What you should do =
Arrange all of the records below as a two-column CSV with the columns input and output, one row per record, putting the text in one quoted field and its answer in another, with every line break turned into a space. Leave the pictures out.

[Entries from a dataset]
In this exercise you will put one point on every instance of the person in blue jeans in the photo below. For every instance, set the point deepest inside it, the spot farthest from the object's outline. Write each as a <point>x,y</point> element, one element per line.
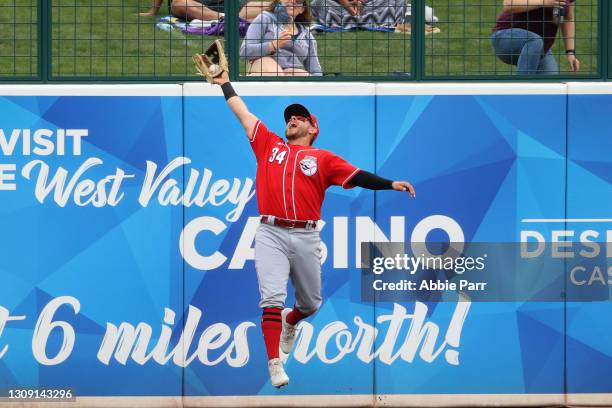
<point>526,30</point>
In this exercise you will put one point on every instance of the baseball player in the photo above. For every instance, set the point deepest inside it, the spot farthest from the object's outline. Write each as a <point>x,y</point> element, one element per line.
<point>292,177</point>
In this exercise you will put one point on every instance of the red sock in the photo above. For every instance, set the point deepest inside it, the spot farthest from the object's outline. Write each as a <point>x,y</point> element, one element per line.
<point>294,316</point>
<point>271,327</point>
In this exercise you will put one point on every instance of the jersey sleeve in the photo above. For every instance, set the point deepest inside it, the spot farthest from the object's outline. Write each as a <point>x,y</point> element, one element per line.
<point>338,171</point>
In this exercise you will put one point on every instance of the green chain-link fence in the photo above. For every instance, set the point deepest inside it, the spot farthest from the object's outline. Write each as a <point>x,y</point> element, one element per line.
<point>124,40</point>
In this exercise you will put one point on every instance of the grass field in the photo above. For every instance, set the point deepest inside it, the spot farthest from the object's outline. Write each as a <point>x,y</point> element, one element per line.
<point>107,39</point>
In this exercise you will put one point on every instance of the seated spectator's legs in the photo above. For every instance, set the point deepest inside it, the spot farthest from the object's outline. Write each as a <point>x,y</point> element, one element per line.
<point>192,10</point>
<point>331,14</point>
<point>519,47</point>
<point>383,13</point>
<point>252,9</point>
<point>548,65</point>
<point>295,72</point>
<point>266,66</point>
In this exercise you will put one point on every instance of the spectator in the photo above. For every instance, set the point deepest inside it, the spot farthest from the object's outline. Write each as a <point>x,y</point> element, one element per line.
<point>205,9</point>
<point>356,14</point>
<point>525,33</point>
<point>279,42</point>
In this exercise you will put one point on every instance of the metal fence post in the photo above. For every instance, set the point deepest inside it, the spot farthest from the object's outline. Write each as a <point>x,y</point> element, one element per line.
<point>417,25</point>
<point>44,40</point>
<point>232,38</point>
<point>605,31</point>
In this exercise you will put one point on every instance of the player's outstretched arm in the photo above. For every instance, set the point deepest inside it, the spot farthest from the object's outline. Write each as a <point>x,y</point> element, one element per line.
<point>371,181</point>
<point>236,104</point>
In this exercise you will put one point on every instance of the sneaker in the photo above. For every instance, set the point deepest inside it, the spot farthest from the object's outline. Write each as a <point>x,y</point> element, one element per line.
<point>278,377</point>
<point>287,334</point>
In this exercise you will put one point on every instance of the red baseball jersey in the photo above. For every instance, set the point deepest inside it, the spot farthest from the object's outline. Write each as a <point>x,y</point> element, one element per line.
<point>291,180</point>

Reply to the task =
input,output
"In this exercise you will put one point on every instance of the person in blue jeans in the photo below. For every instance, set the point deepest inside it, the spot farthest from the object's outline. Write each as a <point>x,y</point> element, one element per line.","<point>526,30</point>"
"In this exercise you will put one point on every instance of the baseball player in the photo above. For every instance, set the point deepest inside it, the spot farthest from the object's outline. Write each as a <point>x,y</point> element, one element per line.","<point>292,177</point>"
"In this exercise you will put one point on every instance of the red sock in the photo above. For every instance, set the point deepest inside it, the spot farthest from the object's outline. Write each as a <point>x,y</point> element, one element per line.","<point>294,316</point> <point>271,327</point>"
"In this exercise you will put one point on every instance of the jersey sleeve in the photo above. For every instance, set the point deepest inside it, the spot farthest from the object's outline. Write each as a <point>x,y</point> element, one element per line.","<point>338,171</point>"
"In this exercise you will put one point on every instance of the green chain-link fence in the photo above. For every instance, set the point deepest inside it, the spot farthest from the object's outline. Write each as a <point>x,y</point> element, one element per line.","<point>124,40</point>"
"In this exercise you will put one point on every instance of the grass field in the photo above. For every instance, set the point deepest inside it, the spot farthest from the object's outline. Write each as a <point>x,y</point> element, one element per line.","<point>107,39</point>"
"In this exercise you will put one point on every instance of the seated spectator's legs in the photo above. For every instance, set the point deepest inside it, the spot farthest from the object's outline. Write each as a <point>x,y</point> element, one element per line.","<point>192,10</point> <point>331,14</point> <point>519,47</point> <point>383,13</point> <point>252,9</point> <point>548,65</point> <point>295,72</point> <point>266,66</point>"
"In this exercise you will put one point on every instance of the spectator in the photo above. For every instance, set the point deepest inside it, the spot farthest from the object's outline. Write each as a <point>x,y</point> element, one element per line.","<point>205,9</point> <point>356,14</point> <point>525,33</point> <point>279,42</point>"
"In this exercise you will put one point on every instance of the metal fence post in the photo above. For every instance, set the point deepest inside it, the spot farthest from the object's outline. Write each as a <point>x,y</point> element, one element per line.","<point>417,25</point> <point>44,40</point> <point>232,38</point> <point>605,31</point>"
"In this exercise you will put one point on every instance of the player's outstretched arm in the photo above. For every instance, set the point deepest inside it, the spot farthest from the object's outline. Write each as a <point>x,y</point> element, one element per line.","<point>371,181</point> <point>236,104</point>"
"In this exercise you will put one point on every instance of the sneaker in the photo above. For every instance, set the point deepest inside it, the spot farthest from the object's outline. Write each as a <point>x,y</point> element, one element per line.","<point>278,377</point> <point>287,334</point>"
"In this exercise you will put one point on every instance of the red baseball jersey in the photo above. For every instance, set the point deepest inside it, the spot farthest from the object's outline. Write each as a <point>x,y</point> element, one element per line.","<point>291,180</point>"